(Point labeling data based on photos)
[BEGIN]
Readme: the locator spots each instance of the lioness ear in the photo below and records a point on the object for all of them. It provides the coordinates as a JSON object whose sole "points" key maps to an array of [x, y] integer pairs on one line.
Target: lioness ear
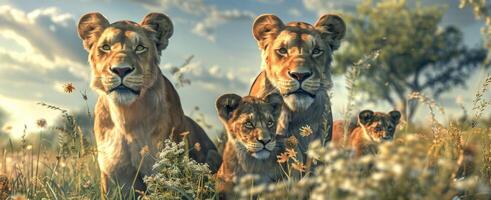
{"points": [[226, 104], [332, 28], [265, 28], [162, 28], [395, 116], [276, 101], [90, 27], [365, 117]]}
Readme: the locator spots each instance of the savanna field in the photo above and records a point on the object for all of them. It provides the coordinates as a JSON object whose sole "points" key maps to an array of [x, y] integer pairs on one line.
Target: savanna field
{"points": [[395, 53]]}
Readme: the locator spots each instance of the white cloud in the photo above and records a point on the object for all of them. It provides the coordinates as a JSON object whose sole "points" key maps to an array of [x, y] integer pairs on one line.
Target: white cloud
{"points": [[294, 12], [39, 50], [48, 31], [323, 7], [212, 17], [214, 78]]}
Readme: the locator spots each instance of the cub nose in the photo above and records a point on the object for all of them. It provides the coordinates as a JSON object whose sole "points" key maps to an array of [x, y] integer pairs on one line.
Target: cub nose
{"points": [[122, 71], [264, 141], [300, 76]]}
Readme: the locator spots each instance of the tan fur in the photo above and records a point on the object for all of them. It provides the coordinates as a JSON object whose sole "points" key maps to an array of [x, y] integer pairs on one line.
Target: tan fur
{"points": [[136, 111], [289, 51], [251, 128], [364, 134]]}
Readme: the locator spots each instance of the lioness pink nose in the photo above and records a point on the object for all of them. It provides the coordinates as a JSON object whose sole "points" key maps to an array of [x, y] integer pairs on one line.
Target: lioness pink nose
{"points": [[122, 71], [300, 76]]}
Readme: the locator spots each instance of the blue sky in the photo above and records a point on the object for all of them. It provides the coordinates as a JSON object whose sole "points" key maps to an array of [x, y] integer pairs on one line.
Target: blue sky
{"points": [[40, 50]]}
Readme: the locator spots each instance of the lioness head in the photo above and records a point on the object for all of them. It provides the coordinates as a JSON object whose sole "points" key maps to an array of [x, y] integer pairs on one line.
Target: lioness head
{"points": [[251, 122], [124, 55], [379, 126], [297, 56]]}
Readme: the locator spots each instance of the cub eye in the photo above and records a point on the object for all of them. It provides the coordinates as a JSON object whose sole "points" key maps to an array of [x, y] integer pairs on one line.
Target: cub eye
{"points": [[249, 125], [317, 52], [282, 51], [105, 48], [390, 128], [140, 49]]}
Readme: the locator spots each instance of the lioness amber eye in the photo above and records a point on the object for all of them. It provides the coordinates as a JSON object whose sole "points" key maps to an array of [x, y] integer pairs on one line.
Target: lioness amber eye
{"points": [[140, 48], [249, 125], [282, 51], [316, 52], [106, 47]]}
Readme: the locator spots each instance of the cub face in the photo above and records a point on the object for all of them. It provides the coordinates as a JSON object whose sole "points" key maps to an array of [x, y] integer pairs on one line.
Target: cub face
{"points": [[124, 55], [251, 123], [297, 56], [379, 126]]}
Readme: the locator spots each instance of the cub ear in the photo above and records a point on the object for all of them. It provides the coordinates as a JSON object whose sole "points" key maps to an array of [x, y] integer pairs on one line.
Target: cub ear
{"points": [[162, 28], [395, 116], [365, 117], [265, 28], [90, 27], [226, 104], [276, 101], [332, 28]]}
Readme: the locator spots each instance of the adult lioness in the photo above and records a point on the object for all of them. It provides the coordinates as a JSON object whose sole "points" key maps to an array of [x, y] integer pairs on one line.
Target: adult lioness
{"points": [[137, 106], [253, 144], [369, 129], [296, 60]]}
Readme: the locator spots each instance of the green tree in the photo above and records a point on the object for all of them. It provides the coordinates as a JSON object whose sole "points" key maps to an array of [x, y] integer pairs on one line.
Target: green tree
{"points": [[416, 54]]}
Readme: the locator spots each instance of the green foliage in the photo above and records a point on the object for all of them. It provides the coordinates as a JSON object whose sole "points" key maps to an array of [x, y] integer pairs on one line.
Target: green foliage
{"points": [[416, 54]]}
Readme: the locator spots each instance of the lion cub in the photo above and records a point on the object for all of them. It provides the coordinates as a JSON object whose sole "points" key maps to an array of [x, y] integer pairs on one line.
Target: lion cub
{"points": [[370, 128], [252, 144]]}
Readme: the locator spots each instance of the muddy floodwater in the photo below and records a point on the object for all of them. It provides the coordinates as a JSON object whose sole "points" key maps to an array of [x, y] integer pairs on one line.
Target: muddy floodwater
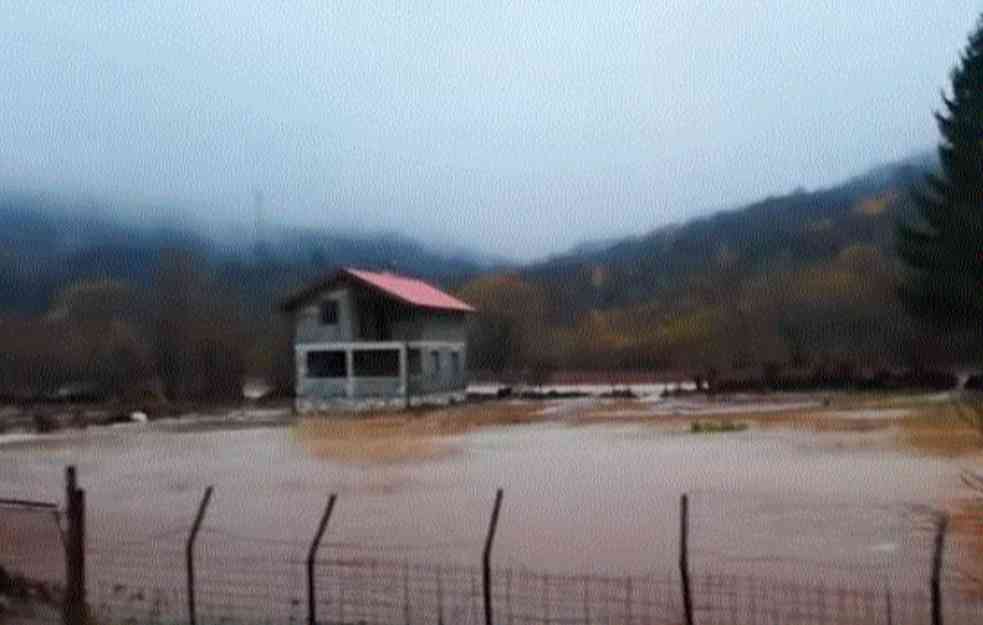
[END]
▶ Work to complete
Return every one of the records above word for word, with the pictures left out.

▶ Task result
Readme: the locator spots each instance of the lioness ear in the photo below and records a point on the object for all of them. It provides the coordinates as a JSON object whose sole "points" key maps to an array of [x, y] integer pairs on one line.
Target: lioness ear
{"points": [[226, 104], [332, 28], [265, 28], [162, 28], [395, 116], [276, 101], [90, 27], [365, 117]]}
Readme: the locator spots each instance of the savanna field in the photo above and records a point on the object for all of them. It provides the coordinates as a JSON object whose sole "points" key maps to an array of [x, y] integer pairs on one line.
Target: savanna field
{"points": [[395, 53]]}
Readme: the locator spots each instance of the white cloud in the photo above and records a point on the object for all of them. It provides the coordinates as a JSON object whose sole "points" key maps to an array of [x, y] integer pairs on one line.
Target: white cloud
{"points": [[294, 12], [39, 50], [48, 31], [323, 7], [212, 17], [214, 78]]}
Readme: the locator spots each instance of the cub nose in the photo above and records a point on the object for all of them. It provides the coordinates as a JSON object whose sole "points" key maps to an array of [x, y] integer pairs on one line.
Target: cub nose
{"points": [[122, 71], [264, 141], [300, 76]]}
Readme: the locator spots each instance of the tan fur in the photo above and records a point on the object for all of them. It provides the coordinates as a JSON object whose sole "points" key maps to an array of [x, y] integer pairs on one line.
Target: tan fur
{"points": [[136, 111], [289, 51], [251, 128], [364, 134]]}
Readme: the locator spots each instance of the lioness pink nose in the photo above and records a point on the object for all of them. It provides the coordinates as a JSON object whose sole "points" key maps to an array of [x, y] integer pairs on one line.
Target: lioness pink nose
{"points": [[122, 71], [300, 76]]}
Readme: the locator spots each instance of the blue sky in the photo above and records a point on the object for all of them. It provides the coordinates as a JSON object whose sole "points" key maps to an array of [x, y] integer pairs on one line.
Target: blue sky
{"points": [[40, 50]]}
Readme: the locator spots each instance of the lioness head in the photo above and records a point on the object for all of them. It provides the coordinates as a JSON object whose sole "points" key maps to an array of [x, y] integer pairs on one line.
Target: lioness head
{"points": [[251, 122], [124, 55], [379, 126], [297, 56]]}
Readme: the locator spots each instance of the cub eye in the photo above and records a point on the object for all of them. It provides the coordinates as a JSON object whose sole "points" key maps to an array of [x, y] integer pairs on one line.
Target: cub eye
{"points": [[249, 125], [317, 52], [282, 51], [105, 48], [390, 128], [140, 49]]}
Readme: the locator spots each instance of the lioness amber eye in the photo above and records a point on the object for all of them. It provides the coordinates as a JSON object whose sole "points" key maps to an array of [x, y] integer pairs on one line.
Target: lioness amber eye
{"points": [[140, 48], [249, 125], [282, 51], [316, 52], [106, 47]]}
Readme: the locator spots each instance of the cub face in the photo above and records a point on the object for all of them. It provides the coordinates as a JSON object whose sole "points" key maps to an array of [x, y] integer pairs on one line.
Target: cub face
{"points": [[124, 55], [251, 123], [297, 56], [379, 126]]}
Readme: the locator spots each instance of the cub ear in the photo above and records a point on the object for all of them. It provides the coordinates as a JSON object whose sole "points" key maps to an array of [x, y] integer pairs on one line.
Target: cub ear
{"points": [[162, 28], [395, 116], [365, 117], [265, 28], [90, 27], [226, 104], [276, 101], [332, 28]]}
Readme: the locator spots each instance of the adult lioness in the photo above and records a point on the object for all of them. It provides the coordinates as a JSON object whose sole "points" key maps to an array of [x, y] integer pairs on one line.
Target: adult lioness
{"points": [[137, 106], [253, 144], [369, 129], [296, 60]]}
Readme: the locator spots each instance of the green tree in the photo above and records a point on the object for all of them. It provides the coordinates as a JSON object whose sole "points" key maps to an array of [x, y] integer pairs on one line.
Target: green tree
{"points": [[416, 54]]}
Readme: the locator spots each instance of the green foliage in the photo above and records a point on the object for all of them. It provides the coordinates as a JSON object whose sole "points" key maps to an array of [x, y] integer pairs on one line.
Target: green foliage
{"points": [[416, 54]]}
Readme: the locator spots each instance of the lion cub in the photo above and records a point on the object for all of them. It provides the coordinates as a JSON object whose sole "points" key maps to an array of [x, y] integer pairs on one line.
Target: lion cub
{"points": [[370, 128], [252, 144]]}
Readme: the locator spots each instance of the muddy floodwater in the photo below and records a point on the object for all of them. It provides the coordinates as a JSON object whose sole "points" key maps to an array of [x, y] integer pairs on one line.
Target: muddy floodwater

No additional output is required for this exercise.